What is expected - Would you transcribe all of the entries that follow, word for word?

☆ ☆ ☆ ☆

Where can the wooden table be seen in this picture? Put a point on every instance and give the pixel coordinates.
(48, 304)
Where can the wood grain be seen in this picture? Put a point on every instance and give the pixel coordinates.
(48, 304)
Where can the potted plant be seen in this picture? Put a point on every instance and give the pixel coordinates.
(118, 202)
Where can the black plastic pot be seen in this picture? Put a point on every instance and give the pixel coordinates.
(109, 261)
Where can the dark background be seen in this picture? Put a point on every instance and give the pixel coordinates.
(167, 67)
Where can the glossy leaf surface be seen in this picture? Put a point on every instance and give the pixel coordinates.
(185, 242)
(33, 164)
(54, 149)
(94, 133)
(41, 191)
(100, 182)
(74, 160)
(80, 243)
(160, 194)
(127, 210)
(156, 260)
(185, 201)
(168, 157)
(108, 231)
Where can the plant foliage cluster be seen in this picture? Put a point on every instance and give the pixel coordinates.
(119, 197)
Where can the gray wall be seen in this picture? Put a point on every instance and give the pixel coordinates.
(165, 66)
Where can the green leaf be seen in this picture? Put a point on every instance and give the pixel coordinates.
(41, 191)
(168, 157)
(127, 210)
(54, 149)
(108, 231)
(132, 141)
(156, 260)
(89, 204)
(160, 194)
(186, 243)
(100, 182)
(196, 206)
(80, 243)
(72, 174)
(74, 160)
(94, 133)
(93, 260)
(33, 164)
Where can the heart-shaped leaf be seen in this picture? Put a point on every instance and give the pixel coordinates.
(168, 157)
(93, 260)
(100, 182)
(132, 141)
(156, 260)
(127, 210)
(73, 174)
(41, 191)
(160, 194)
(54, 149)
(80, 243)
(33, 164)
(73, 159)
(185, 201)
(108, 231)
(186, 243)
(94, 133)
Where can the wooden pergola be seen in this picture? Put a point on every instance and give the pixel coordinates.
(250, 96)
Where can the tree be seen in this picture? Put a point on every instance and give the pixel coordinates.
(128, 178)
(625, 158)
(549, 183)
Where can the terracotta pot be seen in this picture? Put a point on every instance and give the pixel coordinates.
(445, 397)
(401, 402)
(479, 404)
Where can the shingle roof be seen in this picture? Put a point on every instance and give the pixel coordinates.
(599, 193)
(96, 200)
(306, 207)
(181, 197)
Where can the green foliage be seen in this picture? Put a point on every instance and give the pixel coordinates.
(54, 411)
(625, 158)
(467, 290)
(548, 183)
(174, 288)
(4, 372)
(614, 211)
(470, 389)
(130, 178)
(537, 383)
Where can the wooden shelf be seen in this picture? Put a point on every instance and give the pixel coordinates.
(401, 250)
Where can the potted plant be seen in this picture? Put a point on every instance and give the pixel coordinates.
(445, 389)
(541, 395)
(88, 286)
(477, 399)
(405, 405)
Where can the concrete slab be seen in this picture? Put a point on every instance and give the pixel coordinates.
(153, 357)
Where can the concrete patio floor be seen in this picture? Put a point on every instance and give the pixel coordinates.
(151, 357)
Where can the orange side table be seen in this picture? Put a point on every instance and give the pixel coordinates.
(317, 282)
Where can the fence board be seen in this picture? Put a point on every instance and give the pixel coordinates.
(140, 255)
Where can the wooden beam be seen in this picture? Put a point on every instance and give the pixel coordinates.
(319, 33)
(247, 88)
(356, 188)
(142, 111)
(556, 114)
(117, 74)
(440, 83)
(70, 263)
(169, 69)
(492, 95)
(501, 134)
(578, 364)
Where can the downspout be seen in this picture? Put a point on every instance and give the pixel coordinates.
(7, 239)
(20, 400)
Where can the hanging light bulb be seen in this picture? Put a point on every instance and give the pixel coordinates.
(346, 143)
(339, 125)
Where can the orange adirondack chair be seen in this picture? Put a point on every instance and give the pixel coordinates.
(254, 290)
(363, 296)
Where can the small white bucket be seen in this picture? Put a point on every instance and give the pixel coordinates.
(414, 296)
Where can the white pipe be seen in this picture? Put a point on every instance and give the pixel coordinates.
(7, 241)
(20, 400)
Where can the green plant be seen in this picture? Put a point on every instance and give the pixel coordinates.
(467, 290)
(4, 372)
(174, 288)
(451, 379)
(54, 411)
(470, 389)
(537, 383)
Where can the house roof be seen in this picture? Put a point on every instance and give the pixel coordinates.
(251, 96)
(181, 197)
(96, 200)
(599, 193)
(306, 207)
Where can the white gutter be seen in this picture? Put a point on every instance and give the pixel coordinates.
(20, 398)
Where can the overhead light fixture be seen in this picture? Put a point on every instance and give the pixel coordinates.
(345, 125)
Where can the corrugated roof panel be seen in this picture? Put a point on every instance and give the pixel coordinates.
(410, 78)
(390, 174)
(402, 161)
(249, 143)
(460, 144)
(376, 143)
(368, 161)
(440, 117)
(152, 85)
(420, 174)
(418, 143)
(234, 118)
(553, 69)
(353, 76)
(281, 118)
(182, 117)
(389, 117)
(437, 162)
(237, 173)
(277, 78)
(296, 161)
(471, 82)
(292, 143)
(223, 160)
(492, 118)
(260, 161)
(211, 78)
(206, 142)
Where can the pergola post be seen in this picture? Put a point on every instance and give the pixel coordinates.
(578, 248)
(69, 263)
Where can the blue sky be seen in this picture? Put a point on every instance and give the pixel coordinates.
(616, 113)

☆ ☆ ☆ ☆

Exercise result -
Where can the wooden table be seen in this picture? Put a point on every instance and give the pixel coordinates.
(48, 304)
Where can the wood grain be seen in this picture? Put a point on every instance and give the pixel coordinates.
(48, 304)
Where can the potted plant be seen in this picture? Put a point on every instance and give the pixel coordinates.
(118, 202)
Where can the black plastic pot be seen in this picture? Put a point on every instance and give the pixel coordinates.
(109, 261)
Where can the dark background be seen in this picture? Put a point on every instance and give the pixel coordinates.
(167, 67)
Where can the glossy leaf surface be seen in this picture? Put a point on every instance and give the pixel coordinates.
(185, 242)
(33, 164)
(54, 149)
(94, 133)
(41, 191)
(100, 182)
(74, 160)
(80, 243)
(160, 194)
(127, 210)
(156, 260)
(185, 201)
(168, 157)
(108, 231)
Where can the plant foliage cluster be seen in this picture? Put a point on every instance and give the pixel coordinates.
(119, 197)
Where can the gray wall be seen in this picture? Put a point on every instance and give the pixel coordinates.
(165, 66)
Where can the green leaf be seen in this picture? Put a point on every instance and give the pixel coordinates.
(41, 191)
(168, 157)
(127, 210)
(54, 149)
(108, 231)
(132, 141)
(156, 260)
(89, 204)
(160, 194)
(186, 243)
(100, 182)
(196, 206)
(80, 243)
(72, 174)
(74, 160)
(94, 133)
(93, 260)
(33, 164)
Where can the heart-shaped leaf be seen in this picture? Put a point on every instance and give the pixel coordinates.
(168, 157)
(93, 260)
(100, 182)
(132, 141)
(156, 260)
(127, 210)
(73, 174)
(41, 191)
(160, 194)
(54, 149)
(80, 243)
(33, 164)
(73, 159)
(185, 201)
(108, 231)
(186, 243)
(94, 133)
Where can the wooden pergola be seen in this picture? Put a point on every instance and give the pixel coordinates.
(250, 96)
Where can the tree be seen in this picture? Put a point on every instance and give the pixel coordinates.
(128, 178)
(625, 158)
(549, 183)
Where can the terracotta pot be seen in this picture? Put a point on every instance and give the pixel coordinates.
(445, 397)
(401, 402)
(479, 404)
Where can the shingle roof be seen in this picture? Put a point on every instance and give the pixel coordinates.
(599, 193)
(96, 200)
(306, 207)
(181, 197)
Where can the green foliage be seen in this picture? Put a point on every instance and give the pixel coordinates.
(54, 411)
(625, 158)
(467, 290)
(548, 183)
(174, 288)
(4, 372)
(614, 211)
(470, 389)
(130, 178)
(537, 383)
Where can the wooden shelf be seen in this picture? Put a point on every instance and give the pixel coordinates.
(401, 250)
Where can the potted plant be seen in this picture? Put a point on every instance and give the pixel coordinates.
(445, 389)
(541, 395)
(88, 286)
(477, 399)
(405, 405)
Where can the concrete slab be seen in this picture? Put a point on every instance and give the pixel coordinates.
(153, 357)
Where can the concrete patio floor be seen in this picture? Put a point on every instance and give the pixel coordinates.
(151, 357)
Where can the orange side table be seen in this picture? Put a point on every instance and give the pixel coordinates.
(317, 282)
Where can the fence board be seen in this picture? Put a point on every instance and give the pixel coordinates.
(140, 255)
Where can the wooden beam be seen in this picture? Put a point on every instance and give the pixel coordinates.
(319, 33)
(247, 88)
(356, 188)
(142, 111)
(556, 114)
(117, 74)
(440, 83)
(70, 263)
(169, 69)
(492, 95)
(501, 134)
(578, 364)
Where can the downspout be seen in this picture? Put a point on every instance and give the pixel coordinates.
(7, 239)
(20, 400)
Where can the hanging light bulb be seen in this picture? Put a point on every instance and give the pixel coordinates.
(346, 143)
(339, 125)
Where can the orange adirondack chair be seen in this picture? Put a point on every instance and give the pixel coordinates.
(254, 290)
(363, 296)
Where can the small white bucket be seen in this picture? Put a point on every instance and give the pixel coordinates.
(414, 296)
Where can the white pipe be seen in this picture? Put a point on every instance and give the pixel coordinates.
(7, 241)
(20, 400)
Where can the green plant be seen in this picture? Put a point on every instance and give the pixel coordinates.
(467, 290)
(4, 372)
(174, 288)
(451, 379)
(54, 411)
(470, 389)
(537, 383)
Where can the house roof be seen in this picture? Put a point on every instance and give the pixel coordinates.
(251, 96)
(181, 197)
(96, 200)
(599, 193)
(306, 207)
Where can the white gutter be seen in this picture? Put a point on every instance and give the pixel coordinates.
(20, 398)
Where can the overhead light fixture be seen in this picture? Put a point on every instance and give the pixel coordinates.
(345, 125)
Where can the corrugated roof panel be seen in this picture? Put a point on every instance and give the pixel coordinates.
(410, 78)
(390, 174)
(402, 161)
(249, 143)
(460, 144)
(376, 143)
(368, 161)
(440, 117)
(152, 85)
(420, 174)
(418, 143)
(234, 118)
(553, 69)
(353, 76)
(281, 118)
(182, 117)
(389, 117)
(437, 162)
(237, 173)
(277, 78)
(296, 161)
(471, 82)
(292, 143)
(223, 160)
(492, 118)
(260, 161)
(211, 78)
(206, 142)
Where can the pergola post be seen in this picture? Put a point on every instance and give the pixel coordinates.
(578, 248)
(69, 263)
Where can the blue sky be seen in this picture? Put a point on every instance and give the pixel coordinates.
(616, 113)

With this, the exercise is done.